Extrait.
• • • • •

Les progrès de la science ont permis que l’on puisse, à partir de
l’analyse de l’ADN contenu dans une trace biologique, extraire un certain
nombre d’éléments permettant de connaître les traits morphologiques apparents d’une
personne : couleur des yeux, des cheveux, de la peau. Encore assez peu
précis, ce « portrait-robot génétique », ou « photographie
génétique », pourrait bien, d’ici quelques années, permettre de cerner la
forme du menton, des oreilles, et, plus tard encore, de projeter une image
tridimensionnelle du visage, du corps.
« Quand on a tenté d’identifier une personne par rapprochement
de ses empreintes génétiques et que l’on n’a pas réussi, on peut se rabattre
sur cette solution. Le portrait-robot génétique a des avantages : il ne
suppose pas la présence de témoins, et n’est pas affecté par les biais
subjectifs qui affectent le portrait-robot classique. Il s’agit en outre des
vrais traits du visage. Ce qui est aussi un inconvénient, car si la personne s’est
dissimulée avec des lentilles et une perruque, cela complique la tâche », a expliqué Frédéric Desportes.

• • • • •

Consigne 1. D'après l'extrait sur le portrait-robot génétique, quels traits apparents d'une personne l'analyse de l'ADN permet-elle de connaître ?
Consigne 2. Poursuivez l'extrait sur le portrait-robot génétique après sa dernière phrase.

• • • • •

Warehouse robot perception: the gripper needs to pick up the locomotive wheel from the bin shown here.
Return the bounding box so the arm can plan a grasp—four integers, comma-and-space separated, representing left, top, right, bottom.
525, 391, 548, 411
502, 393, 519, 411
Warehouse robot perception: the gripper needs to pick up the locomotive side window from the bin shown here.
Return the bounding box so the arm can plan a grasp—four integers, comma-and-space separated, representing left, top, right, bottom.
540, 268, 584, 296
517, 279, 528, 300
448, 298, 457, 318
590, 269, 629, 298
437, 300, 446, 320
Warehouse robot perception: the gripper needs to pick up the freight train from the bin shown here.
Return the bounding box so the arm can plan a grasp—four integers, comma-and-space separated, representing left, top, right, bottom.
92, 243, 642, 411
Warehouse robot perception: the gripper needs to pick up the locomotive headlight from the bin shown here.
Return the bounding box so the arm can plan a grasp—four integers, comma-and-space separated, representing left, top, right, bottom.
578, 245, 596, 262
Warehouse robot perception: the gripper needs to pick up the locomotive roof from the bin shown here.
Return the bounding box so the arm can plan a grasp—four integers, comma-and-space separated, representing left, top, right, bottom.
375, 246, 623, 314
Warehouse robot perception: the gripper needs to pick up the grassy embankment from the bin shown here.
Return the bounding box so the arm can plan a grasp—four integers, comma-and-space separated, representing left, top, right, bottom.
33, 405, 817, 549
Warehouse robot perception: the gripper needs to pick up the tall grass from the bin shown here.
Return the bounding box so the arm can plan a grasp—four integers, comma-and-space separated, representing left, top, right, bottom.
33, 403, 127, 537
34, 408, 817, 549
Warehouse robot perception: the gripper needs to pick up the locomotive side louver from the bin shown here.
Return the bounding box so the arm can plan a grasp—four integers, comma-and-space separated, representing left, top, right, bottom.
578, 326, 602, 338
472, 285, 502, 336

• • • • •

Réponse rédigée 1. La couleur des yeux, des cheveux et de la peau.

Réponse rédigée 2.
Si recourir au portrait-robot génétique est donc tentant, ce recours
est-il légal ? Comme évoqué plus tôt, le Code civil distingue entre
l’identification d’une personne par ses empreintes génétiques, et l’examen des
caractéristiques génétiques de la personne, qui se fait avec son consentement.
Le fait d’analyser les caractéristiques génétiques d’une personne aux fins de
déterminer ses traits apparents (sans son consentement, donc), entre-t-il alors
dans les prévisions des articles 16-10?et -11
Code civil ? Car si l’on considère que ces articles régissent l’ensemble
des possibilités d’utiliser l’ADN, cette utilisation est illégale. Or, Frédéric
Desportes a mentionné que la chambre criminelle de la Cour de cassation avait
été saisie de cette question dans une affaire de viols en série qui s’étaient
déroulés à Lyon, affaire dans laquelle le juge d’instruction avait ordonné une
expertise tendant à ce qu’il soit procédé à une analyse ADN pour fournir des
éléments relatifs aux caractéristiques morphologique apparente du suspect.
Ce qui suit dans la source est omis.